**WHAT THIS TASK INVOLVES:**
Locate each line in the material below that contains the string "pine" and copy it out. Case counts.

**EXTRACTED ENTRIES:**
============

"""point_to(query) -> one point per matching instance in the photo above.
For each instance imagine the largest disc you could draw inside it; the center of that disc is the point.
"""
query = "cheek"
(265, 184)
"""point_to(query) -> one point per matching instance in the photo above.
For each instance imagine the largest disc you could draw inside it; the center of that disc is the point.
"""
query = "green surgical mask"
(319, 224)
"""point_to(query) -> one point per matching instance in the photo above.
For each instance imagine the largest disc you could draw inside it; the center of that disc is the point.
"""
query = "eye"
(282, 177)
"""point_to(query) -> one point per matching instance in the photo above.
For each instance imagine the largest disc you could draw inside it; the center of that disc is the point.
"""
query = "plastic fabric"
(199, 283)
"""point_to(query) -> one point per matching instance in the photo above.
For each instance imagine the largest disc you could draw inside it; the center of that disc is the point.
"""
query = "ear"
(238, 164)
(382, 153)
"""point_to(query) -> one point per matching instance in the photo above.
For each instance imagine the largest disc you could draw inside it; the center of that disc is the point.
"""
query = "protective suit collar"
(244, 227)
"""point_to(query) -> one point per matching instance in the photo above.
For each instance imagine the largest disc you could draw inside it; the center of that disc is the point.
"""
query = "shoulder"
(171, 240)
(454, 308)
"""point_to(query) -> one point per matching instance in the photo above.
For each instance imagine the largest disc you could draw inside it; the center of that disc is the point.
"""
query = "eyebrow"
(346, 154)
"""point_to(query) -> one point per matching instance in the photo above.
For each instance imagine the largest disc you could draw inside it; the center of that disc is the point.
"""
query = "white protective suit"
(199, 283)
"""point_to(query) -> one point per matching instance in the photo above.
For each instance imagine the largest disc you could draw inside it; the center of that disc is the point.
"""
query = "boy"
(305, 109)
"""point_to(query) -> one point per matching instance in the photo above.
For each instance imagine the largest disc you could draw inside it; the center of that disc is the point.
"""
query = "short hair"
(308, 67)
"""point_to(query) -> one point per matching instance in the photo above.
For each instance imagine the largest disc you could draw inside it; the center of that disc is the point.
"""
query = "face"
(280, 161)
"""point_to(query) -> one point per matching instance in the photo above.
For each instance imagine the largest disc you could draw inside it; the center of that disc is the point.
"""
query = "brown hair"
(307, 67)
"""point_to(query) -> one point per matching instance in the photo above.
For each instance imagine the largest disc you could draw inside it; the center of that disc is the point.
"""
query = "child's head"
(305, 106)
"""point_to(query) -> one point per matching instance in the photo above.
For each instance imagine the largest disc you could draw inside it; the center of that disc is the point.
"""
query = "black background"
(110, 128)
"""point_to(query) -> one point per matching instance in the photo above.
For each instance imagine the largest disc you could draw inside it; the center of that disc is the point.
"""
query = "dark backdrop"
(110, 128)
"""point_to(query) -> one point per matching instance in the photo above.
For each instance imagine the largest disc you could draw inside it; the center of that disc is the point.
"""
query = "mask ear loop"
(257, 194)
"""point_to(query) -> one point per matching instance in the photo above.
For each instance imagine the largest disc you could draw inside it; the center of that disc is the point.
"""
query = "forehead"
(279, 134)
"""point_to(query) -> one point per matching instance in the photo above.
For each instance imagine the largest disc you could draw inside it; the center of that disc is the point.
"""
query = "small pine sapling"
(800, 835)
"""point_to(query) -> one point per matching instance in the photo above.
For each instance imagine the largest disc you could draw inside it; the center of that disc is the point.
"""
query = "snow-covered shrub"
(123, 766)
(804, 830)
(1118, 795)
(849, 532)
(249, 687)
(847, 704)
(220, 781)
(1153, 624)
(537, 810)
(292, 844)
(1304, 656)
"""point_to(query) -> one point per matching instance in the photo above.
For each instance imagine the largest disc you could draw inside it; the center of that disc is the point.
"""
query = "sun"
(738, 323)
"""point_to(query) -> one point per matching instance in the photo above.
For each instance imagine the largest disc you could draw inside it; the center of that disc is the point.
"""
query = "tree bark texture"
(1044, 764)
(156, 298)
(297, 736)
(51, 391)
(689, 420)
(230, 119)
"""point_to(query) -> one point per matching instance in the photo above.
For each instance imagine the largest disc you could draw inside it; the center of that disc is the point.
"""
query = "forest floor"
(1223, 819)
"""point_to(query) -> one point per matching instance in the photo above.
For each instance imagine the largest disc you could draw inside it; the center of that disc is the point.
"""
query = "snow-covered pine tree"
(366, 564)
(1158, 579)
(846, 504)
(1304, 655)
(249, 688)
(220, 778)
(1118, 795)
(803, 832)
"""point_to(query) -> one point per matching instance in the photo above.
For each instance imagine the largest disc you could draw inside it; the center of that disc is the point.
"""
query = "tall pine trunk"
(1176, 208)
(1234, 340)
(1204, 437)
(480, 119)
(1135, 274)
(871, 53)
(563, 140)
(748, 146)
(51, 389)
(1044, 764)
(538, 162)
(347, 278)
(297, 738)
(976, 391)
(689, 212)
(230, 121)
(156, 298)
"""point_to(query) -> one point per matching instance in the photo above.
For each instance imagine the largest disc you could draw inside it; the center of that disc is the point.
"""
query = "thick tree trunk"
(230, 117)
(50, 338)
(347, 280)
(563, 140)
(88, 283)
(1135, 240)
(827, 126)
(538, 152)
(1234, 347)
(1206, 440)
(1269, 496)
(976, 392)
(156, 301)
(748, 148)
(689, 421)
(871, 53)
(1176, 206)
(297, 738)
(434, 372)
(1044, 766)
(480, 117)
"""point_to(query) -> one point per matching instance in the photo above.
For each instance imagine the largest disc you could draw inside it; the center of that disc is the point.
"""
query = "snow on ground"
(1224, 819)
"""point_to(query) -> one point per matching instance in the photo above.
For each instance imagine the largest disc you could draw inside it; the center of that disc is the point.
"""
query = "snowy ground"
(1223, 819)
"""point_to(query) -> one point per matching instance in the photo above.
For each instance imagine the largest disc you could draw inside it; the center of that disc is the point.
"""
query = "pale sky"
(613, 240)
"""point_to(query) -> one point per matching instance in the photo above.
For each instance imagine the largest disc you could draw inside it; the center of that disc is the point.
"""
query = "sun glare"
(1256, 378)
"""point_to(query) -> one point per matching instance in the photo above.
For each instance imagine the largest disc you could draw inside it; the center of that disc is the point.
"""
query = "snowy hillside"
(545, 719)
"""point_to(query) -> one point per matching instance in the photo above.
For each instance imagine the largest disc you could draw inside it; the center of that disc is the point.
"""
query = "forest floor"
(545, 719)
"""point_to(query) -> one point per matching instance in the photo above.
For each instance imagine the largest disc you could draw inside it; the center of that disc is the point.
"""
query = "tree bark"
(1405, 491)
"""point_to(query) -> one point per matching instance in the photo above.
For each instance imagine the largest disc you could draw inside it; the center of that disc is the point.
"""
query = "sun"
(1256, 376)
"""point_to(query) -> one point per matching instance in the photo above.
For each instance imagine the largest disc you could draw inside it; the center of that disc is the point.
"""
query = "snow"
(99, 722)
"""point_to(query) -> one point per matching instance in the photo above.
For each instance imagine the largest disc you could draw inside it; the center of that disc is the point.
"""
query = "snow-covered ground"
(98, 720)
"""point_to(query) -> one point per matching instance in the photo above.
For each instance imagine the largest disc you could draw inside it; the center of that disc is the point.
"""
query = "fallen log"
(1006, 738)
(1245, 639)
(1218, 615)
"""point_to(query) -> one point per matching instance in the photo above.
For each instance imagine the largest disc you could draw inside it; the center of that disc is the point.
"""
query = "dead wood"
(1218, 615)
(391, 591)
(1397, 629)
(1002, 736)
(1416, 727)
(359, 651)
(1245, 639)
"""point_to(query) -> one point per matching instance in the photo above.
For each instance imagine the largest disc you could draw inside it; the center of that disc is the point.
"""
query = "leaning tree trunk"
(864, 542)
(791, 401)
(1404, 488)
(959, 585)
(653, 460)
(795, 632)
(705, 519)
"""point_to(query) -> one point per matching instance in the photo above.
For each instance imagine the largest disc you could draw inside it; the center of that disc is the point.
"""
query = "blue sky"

============

**ANSWER BELOW:**
query = "small pine sapling"
query = "snow-covered pine tree"
query = "tall pine trunk"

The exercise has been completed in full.